* [Study material]:

* * * * *

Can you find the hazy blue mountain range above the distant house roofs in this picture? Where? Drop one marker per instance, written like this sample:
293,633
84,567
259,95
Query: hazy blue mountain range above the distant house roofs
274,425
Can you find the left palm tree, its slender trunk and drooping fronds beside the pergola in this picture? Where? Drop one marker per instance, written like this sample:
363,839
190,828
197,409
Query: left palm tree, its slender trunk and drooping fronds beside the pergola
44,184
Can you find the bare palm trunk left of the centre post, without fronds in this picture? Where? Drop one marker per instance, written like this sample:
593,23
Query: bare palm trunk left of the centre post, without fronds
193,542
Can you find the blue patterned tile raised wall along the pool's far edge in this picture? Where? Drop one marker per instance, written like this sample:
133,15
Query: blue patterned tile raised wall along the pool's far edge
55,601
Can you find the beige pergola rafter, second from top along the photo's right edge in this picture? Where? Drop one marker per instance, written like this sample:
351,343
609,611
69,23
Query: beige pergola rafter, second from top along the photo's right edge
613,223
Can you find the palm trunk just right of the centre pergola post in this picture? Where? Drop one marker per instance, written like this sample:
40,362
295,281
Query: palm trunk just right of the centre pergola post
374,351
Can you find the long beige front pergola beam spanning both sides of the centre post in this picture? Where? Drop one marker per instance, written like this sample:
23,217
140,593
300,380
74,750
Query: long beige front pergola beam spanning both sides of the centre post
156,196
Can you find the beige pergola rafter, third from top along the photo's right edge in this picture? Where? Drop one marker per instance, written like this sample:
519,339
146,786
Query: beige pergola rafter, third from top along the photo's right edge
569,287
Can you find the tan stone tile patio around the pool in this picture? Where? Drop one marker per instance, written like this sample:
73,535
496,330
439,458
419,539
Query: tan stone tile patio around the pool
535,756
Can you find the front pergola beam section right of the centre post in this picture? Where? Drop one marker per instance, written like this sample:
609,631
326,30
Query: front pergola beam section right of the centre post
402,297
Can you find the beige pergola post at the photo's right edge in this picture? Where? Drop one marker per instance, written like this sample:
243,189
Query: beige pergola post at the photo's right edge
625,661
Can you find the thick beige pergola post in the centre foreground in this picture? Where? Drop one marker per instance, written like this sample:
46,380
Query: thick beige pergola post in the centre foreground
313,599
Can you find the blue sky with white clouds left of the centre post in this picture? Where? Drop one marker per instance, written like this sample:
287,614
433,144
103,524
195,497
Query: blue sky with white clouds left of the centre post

* * * * *

* [Work instruction]: Starting at the line that holds "Can you find the beige pergola post", set down each line exactly through the last line of the records above, and no others.

* [Your response]:
Can you find the beige pergola post at the photo's right edge in this picture? Where? Drop one marker per instance, written like this sample:
243,189
Query: beige pergola post at the photo's right edge
625,661
Can you find the thick beige pergola post in the centre foreground in this picture? Where? Drop one marker per instance, written like this sample:
46,380
Query: thick beige pergola post in the centre foreground
313,599
Can you find the blue sky with white clouds left of the centre post in this picture? Where? Drop one marker per instance, written like this sample:
287,614
433,144
103,524
195,497
Query: blue sky with white clouds left of the centre post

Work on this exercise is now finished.